-- Alıştırma --
Aşağıdaki kayıtların satırlarını yeniden yazın ve "drop one marker" ifadesini geçtiği her yerde "place a single point" ile değiştirin. Geri kalan hiçbir şeyi değiştirmeyin.

-- Veri kayıtları --
- - - - - - -

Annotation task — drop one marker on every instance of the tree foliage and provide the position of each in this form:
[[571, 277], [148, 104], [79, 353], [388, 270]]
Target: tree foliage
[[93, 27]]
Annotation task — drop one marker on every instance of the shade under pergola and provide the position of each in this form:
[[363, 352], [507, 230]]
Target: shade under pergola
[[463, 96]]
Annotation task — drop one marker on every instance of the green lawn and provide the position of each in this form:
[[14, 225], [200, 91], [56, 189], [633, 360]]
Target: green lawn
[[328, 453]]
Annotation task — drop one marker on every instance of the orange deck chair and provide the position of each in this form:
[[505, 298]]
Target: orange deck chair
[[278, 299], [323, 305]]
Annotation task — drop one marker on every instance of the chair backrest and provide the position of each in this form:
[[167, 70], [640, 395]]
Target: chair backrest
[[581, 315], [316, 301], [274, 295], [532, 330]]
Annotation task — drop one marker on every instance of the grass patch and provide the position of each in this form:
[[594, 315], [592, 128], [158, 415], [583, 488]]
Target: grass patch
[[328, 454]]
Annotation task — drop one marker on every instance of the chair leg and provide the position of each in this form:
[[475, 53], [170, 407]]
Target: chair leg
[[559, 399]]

- - - - - - -

-- Doğru çıktı --
Annotation task — place a single point on every instance of the tree foliage and provide the position of each in this form:
[[571, 277], [148, 104], [79, 353], [388, 270]]
Target: tree foliage
[[93, 27]]
Annotation task — place a single point on every instance of the shade under pergola and provide the position of each in this form:
[[363, 352], [507, 230]]
Target: shade under pergola
[[463, 96]]
Annotation task — place a single point on every instance of the green lawn and provide the position of each in this form:
[[14, 225], [200, 91], [56, 189], [633, 360]]
Target: green lawn
[[328, 453]]
Annotation task — place a single point on every instance of the orange deck chair and provide the position of each in this form:
[[505, 298]]
Target: orange deck chair
[[278, 299], [323, 305]]
Annotation task — place a single point on every instance of the chair backrest and provide the position of each in this form:
[[167, 70], [640, 395]]
Target: chair backrest
[[581, 315], [316, 301], [274, 295], [532, 330]]
Annotation task — place a single point on every instance of the grass patch and provide the position of each in this form:
[[594, 315], [592, 128], [158, 415], [583, 488]]
Target: grass patch
[[328, 454]]
Annotation task — place a single point on every instance of the chair leg and provide the position of each in this form:
[[475, 53], [170, 407]]
Target: chair leg
[[559, 399]]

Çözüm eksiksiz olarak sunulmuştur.